--- Begin ---
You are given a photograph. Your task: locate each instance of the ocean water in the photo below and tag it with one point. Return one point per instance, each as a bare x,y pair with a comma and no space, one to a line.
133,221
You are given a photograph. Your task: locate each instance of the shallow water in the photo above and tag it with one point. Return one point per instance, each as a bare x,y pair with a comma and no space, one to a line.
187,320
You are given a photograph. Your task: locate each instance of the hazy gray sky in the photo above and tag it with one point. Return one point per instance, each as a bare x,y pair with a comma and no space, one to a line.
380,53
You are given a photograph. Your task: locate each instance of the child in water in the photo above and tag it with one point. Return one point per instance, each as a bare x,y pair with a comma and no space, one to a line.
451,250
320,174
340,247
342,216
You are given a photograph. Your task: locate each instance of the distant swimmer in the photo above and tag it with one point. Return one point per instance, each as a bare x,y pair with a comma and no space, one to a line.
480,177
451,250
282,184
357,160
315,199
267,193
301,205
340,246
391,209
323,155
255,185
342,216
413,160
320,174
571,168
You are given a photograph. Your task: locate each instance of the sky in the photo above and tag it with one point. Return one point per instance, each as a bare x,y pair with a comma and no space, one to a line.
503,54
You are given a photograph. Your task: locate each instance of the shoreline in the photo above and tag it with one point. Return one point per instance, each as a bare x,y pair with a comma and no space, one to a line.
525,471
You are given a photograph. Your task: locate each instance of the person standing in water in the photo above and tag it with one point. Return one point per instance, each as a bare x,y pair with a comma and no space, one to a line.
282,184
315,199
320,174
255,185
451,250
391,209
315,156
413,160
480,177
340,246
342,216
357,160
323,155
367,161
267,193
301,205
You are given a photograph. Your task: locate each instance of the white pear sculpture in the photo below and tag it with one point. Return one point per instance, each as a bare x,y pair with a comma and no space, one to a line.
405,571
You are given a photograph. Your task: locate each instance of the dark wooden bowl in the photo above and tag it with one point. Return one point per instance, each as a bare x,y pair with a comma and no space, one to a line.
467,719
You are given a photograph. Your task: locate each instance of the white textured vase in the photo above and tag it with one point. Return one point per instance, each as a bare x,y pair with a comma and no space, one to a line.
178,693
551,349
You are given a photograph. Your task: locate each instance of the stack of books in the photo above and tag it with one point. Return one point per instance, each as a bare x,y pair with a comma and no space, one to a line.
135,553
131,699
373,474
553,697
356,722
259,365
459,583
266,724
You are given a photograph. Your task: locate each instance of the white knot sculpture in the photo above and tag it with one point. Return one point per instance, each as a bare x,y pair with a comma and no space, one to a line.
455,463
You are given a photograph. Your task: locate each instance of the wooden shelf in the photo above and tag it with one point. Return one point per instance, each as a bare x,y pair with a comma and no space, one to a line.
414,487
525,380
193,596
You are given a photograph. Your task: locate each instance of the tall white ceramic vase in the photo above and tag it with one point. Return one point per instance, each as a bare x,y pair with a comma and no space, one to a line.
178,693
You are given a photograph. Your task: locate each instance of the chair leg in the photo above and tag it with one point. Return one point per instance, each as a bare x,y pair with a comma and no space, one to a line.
--- End ---
■ **WHAT YOU SHOULD DO**
Recast every line of the records above as a Markdown table with the columns Row and Line, numbering the rows and omitting blank lines.

■ **SOLVED EXERCISE**
| Row | Line |
|---|---|
| 1 | You are given a photograph. Your task: locate each instance of the ocean water in the photo below and tag it with one point. Return one point per instance, each as a bare x,y pair with a comma and no space, one to a line. |
| 2 | 133,221 |
| 3 | You are given a photograph. Your task: locate each instance of the shallow water in the photo above and tag it with one point. Return one point per instance, each as a bare x,y pair with a comma and no space, one to a line. |
| 4 | 187,320 |
| 5 | You are given a photograph. Your task: locate each instance of the hazy gray sky in the photo above and tag it with one point. Return one point per instance, each as a bare x,y pair with a comma and no space, one to a line. |
| 6 | 380,53 |
| 7 | You are given a photograph. Your task: locate each instance of the child in water in the photo above and tag it with one point. Return one point per instance, each as a bare x,y pair with a comma and no space, one to a line. |
| 8 | 451,250 |
| 9 | 320,174 |
| 10 | 340,247 |
| 11 | 342,216 |
| 12 | You are given a photograph. Your task: locate each instance of the distant swimmer in the photo above and tag it with one point. Return one point per instance, each as a bare x,y pair with a comma and no space, one to a line. |
| 13 | 480,177 |
| 14 | 451,250 |
| 15 | 282,184 |
| 16 | 357,160 |
| 17 | 315,199 |
| 18 | 267,193 |
| 19 | 301,205 |
| 20 | 340,246 |
| 21 | 391,209 |
| 22 | 323,155 |
| 23 | 255,185 |
| 24 | 342,216 |
| 25 | 413,160 |
| 26 | 320,174 |
| 27 | 571,168 |
| 28 | You are given a photograph. Your task: locate each instance of the sky in the photo above and tag it with one point. Return one point per instance, each as a bare x,y pair with a comma and no space, one to a line. |
| 29 | 503,54 |
| 30 | You are given a photograph. Your task: locate each instance of the shoreline in the photo above and tag it with one point. Return one point per instance, each as a bare x,y pair with a comma and no space, one to a line. |
| 31 | 525,471 |
| 32 | You are given a photograph. Your task: locate each instance of the person standing in water in the photo above and tag it with one point. Return one point per instance, each as a bare x,y pair with a comma and no space, one to a line. |
| 33 | 282,184 |
| 34 | 315,199 |
| 35 | 320,174 |
| 36 | 255,185 |
| 37 | 451,250 |
| 38 | 391,209 |
| 39 | 315,156 |
| 40 | 413,160 |
| 41 | 480,177 |
| 42 | 340,246 |
| 43 | 342,216 |
| 44 | 357,160 |
| 45 | 323,155 |
| 46 | 367,161 |
| 47 | 267,193 |
| 48 | 301,205 |
| 49 | You are given a photograph. Your task: locate each instance of the white pear sculpture in the photo below and tag it with one point. Return one point per instance, each as a bare x,y pair with a comma and no space, one to a line. |
| 50 | 405,571 |
| 51 | You are given a photograph. Your task: locate each instance of the dark wooden bowl in the photo above and tag it with one point. Return one point per instance, each as a bare x,y pair with a comma and no space, one to a line. |
| 52 | 467,719 |
| 53 | You are given a photograph. Your task: locate each instance of the white textured vase in the photo above and tag it with one point. Return one point per instance, each as a bare x,y pair with a comma and no space, one to a line. |
| 54 | 178,693 |
| 55 | 551,349 |
| 56 | You are given a photograph. Your task: locate each instance of the stack of books in the photo above and tag it with one point. Return one point per instance, each as a bare x,y pair with a comma and no space, one to a line. |
| 57 | 135,553 |
| 58 | 131,699 |
| 59 | 373,474 |
| 60 | 553,697 |
| 61 | 356,722 |
| 62 | 259,365 |
| 63 | 459,583 |
| 64 | 266,724 |
| 65 | You are given a photograph. Your task: locate each instance of the white knot sculpture in the photo above and tag it with one point. Return one point per instance, each as a bare x,y pair with a comma and no space, one to a line. |
| 66 | 455,463 |
| 67 | You are given a photograph. Your task: locate each instance of the wooden shelf in the photo above and tag it with one point. Return one point per instance, each as a bare x,y pair with a comma and no space, one to a line. |
| 68 | 414,487 |
| 69 | 525,380 |
| 70 | 193,596 |
| 71 | You are given a photograph. Your task: locate each instance of the tall white ceramic vase in the photo above and tag it with one point. Return one point per instance, each as a bare x,y pair with a comma and no space, one to a line. |
| 72 | 178,693 |
| 73 | You are given a photograph. Your task: locate each instance of the chair leg in the photo above and tag it with one point. Return one point per instance, each as a bare x,y pair with a comma and no space, one to a line. |